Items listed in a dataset
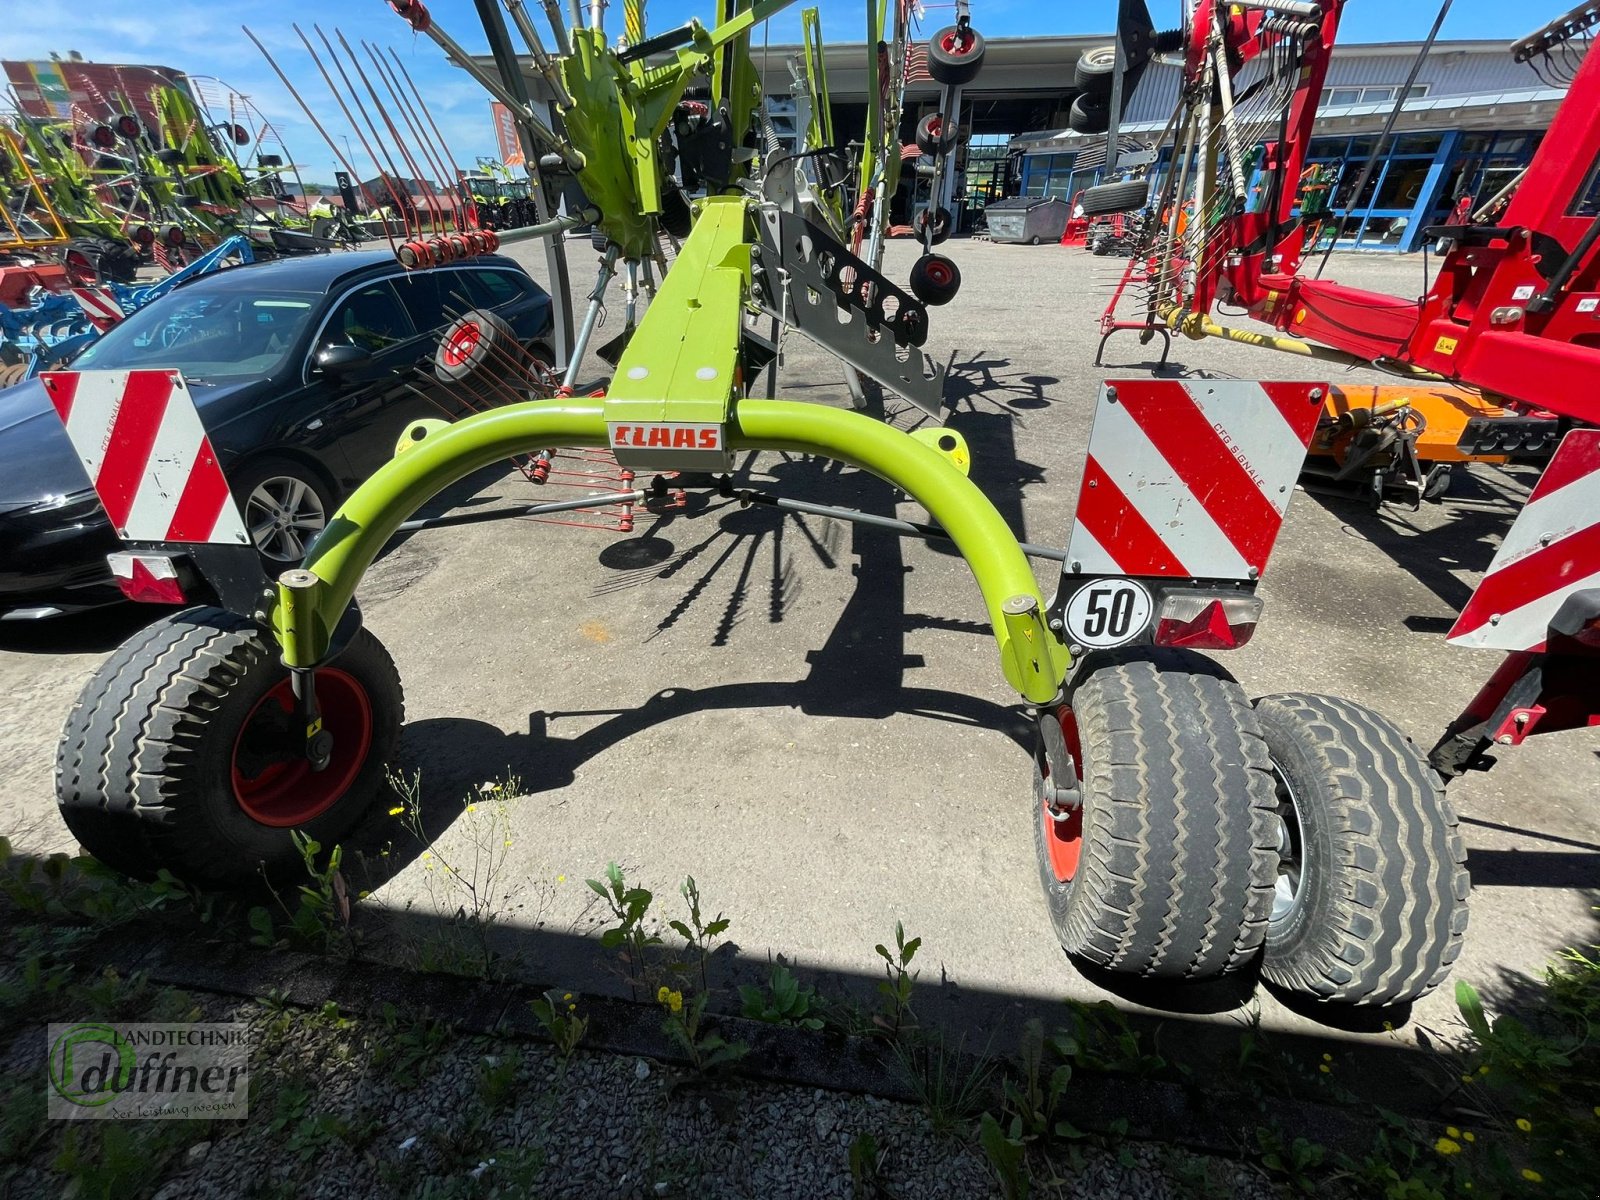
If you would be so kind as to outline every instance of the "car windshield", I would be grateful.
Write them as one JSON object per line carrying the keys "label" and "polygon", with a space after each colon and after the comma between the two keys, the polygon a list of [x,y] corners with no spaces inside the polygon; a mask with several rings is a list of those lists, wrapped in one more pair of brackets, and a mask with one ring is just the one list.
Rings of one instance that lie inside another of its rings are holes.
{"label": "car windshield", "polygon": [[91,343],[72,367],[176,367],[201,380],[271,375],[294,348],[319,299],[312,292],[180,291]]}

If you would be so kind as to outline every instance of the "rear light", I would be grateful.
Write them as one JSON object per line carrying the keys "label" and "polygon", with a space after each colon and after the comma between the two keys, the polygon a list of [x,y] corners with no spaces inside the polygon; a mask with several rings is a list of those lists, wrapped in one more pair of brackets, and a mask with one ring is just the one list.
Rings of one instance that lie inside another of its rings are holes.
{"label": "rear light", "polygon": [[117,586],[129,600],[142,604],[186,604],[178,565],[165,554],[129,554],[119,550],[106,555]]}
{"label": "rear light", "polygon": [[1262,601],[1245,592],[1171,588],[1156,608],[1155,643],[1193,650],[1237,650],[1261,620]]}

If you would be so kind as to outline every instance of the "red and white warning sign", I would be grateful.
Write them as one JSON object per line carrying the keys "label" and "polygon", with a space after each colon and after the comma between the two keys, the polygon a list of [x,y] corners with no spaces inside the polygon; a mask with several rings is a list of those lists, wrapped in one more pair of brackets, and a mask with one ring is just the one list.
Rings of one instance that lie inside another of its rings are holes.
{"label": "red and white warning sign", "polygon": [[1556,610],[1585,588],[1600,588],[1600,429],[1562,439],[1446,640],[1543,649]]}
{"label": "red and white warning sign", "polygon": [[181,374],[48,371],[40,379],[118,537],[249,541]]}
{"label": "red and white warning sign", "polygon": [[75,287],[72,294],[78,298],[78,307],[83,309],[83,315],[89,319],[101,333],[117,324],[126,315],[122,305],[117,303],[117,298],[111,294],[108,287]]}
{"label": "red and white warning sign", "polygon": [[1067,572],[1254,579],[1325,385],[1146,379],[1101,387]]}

* [WHAT THIS TASK INVOLVES]: Every entry should come back exactly as written, only without images.

* [SOLVED EXERCISE]:
If you would be so kind as to outline every instance of the "car windshield", I would be grateful.
Write them as one JSON object per line carrying the keys "label" and "polygon", with a space after each colon and after the comma between the two keys, the polygon a list of [x,y] corners with no spaces inside the polygon; a mask with several rings is a list of those lists, wrapped in one more pair of brackets, and a mask with one ring is just the one list.
Rings of one instance that lie inside another of its rings are holes.
{"label": "car windshield", "polygon": [[91,343],[72,367],[176,367],[201,380],[271,375],[294,348],[319,299],[312,292],[180,291]]}

If you would be so kind as to outline every instance of the "rear light", I would be grateful.
Write them as one JSON object per line carrying the keys "label" and "polygon", with a space after each colon and after the comma between the two keys, the polygon a list of [x,y] corners with no spaces inside the polygon; a mask with several rings is a list of those lists, wrapped in one more pair of brackets, and a mask with one ring is just the one list.
Rings of one instance that lie inside another of its rings are holes.
{"label": "rear light", "polygon": [[117,586],[129,600],[142,604],[186,604],[178,565],[165,554],[129,554],[119,550],[106,555]]}
{"label": "rear light", "polygon": [[1262,601],[1245,592],[1171,588],[1156,608],[1155,643],[1193,650],[1237,650],[1261,620]]}

If you would be so kind as to outline every instance of the "red and white warning sign", I would be grateful.
Write them as one JSON object per line carrying the keys "label" and "polygon", with a space after each colon and after the comma between the two keys, the polygon a list of [x,y] corners with no spaces inside the polygon; a mask with several rings is a list of those lists, wrapped in one more pair of brackets, and a mask with one ring is just the one list.
Rings of one instance that lie inside another of its rings are holes.
{"label": "red and white warning sign", "polygon": [[1556,610],[1585,588],[1600,588],[1600,429],[1562,439],[1446,640],[1543,649]]}
{"label": "red and white warning sign", "polygon": [[181,374],[48,371],[40,379],[118,537],[249,541]]}
{"label": "red and white warning sign", "polygon": [[75,287],[72,294],[78,298],[78,307],[83,309],[83,315],[89,319],[101,333],[117,324],[126,315],[122,305],[117,303],[117,298],[111,294],[108,287]]}
{"label": "red and white warning sign", "polygon": [[1067,572],[1254,579],[1325,385],[1146,379],[1101,387]]}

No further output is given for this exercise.